> Task instructions:
[1] Summarize the text below on Syria and Lebanon in two sentences.
[2] Answer these questions from the text below on Syria and Lebanon:
(a) In what year did the Syrian government send troops into Lebanon?
(b) How many troops did Syria withdraw in 2005?
(c) According to Ban, how many flights of unmanned surveillance aircraft does Israel make over Lebanon each day?

> Supplied text:
· · · · · · ·

France ruled Syria and Lebanon after World War I, which broke up Ottoman Turkish
control of most of the Middle East.
Kristen Silverberg, an assistant secretary of State, said the border survey
underscores the challenges facing Lebanon's pro-Western government.
"There is mounting evidence of illegal weapons shipments passing from Syria into
Lebanon, which destabilizes the country and the region," she said.
Syria refuses to formally demarcate the border and has no embassy in Lebanon,
which it has asserted in the past is part of a greater Syria.
The Syrian government sent troops into Lebanon in 1976 to try to stem a civil
war — a move that began a 29-year occupation. Under pressure from the United
Nations, it withdrew 14,000 troops in 2005 after the assassination of former
Lebanese prime minister Rafik Hariri. A U.N. tribunal is investigating
allegations that Syria was behind that murder and those of other Lebanese
politicians.
Last month, a car bomb killed another anti-Syrian politician, parliament member
Walid Eido. A bomb also killed six U.N. peacekeepers from Spain. Katyusha
rockets were fired from southern Lebanon into northern Israel for the first time
in a year.
Fighting has gone on for weeks between Lebanese troops and Islamic extremists in
a Palestinian refugee camp in the north near the Syrian border. Lebanon's
government says the militants are led by extremists who slipped in from Syria,
which Syria denies.
Lebanon's pro-Syrian factions, including its president and parliamentary
speaker, are locked in a power struggle with anti-Syrian Prime Minister Fuad
Saniora and his allies.
U.N. Secretary-General Ban Ki Moon complained last month that arms for Hezbollah
and Palestinian militants are shipped from Syria into Lebanon. A U.N. border
assessment team chided Syria for refusing to recognize the frontier with
Lebanon. Israel also violates Lebanese territory, Ban said, with up to 32
flights a day of unmanned surveillance aircraft over the country.
Syrian Ambassador to the United Nations Bashar Jaafari disputed the new report,
calling it "baseless, null and void." He said Syria has abided by U.N.
resolutions and favors demarcating the border.

· · · · · · ·

> Dataset content:
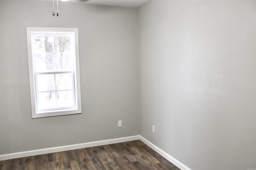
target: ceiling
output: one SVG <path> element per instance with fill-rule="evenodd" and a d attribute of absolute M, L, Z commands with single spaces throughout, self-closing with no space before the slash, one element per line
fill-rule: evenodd
<path fill-rule="evenodd" d="M 56 1 L 57 0 L 54 0 Z M 60 1 L 60 0 L 58 0 Z M 111 6 L 122 6 L 124 7 L 137 8 L 147 3 L 150 0 L 88 0 L 82 2 L 80 0 L 69 0 L 62 3 L 79 3 L 94 5 L 108 5 Z"/>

· · · · · · ·

> Exercise solutions:
[1] U.S. assistant secretary of State Kristen Silverberg and U.N. Secretary-General Ban Ki Moon both point to weapons shipments passing from Syria into Lebanon, and Syria refuses to formally demarcate the border between the two countries. Syria occupied Lebanon for 29 years before withdrawing its troops in 2005, and its U.N. ambassador, Bashar Jaafari, called the new report "baseless, null and void" and said Syria favors demarcating the border.

[2]
(a) 1976
(b) 14,000
(c) Up to 32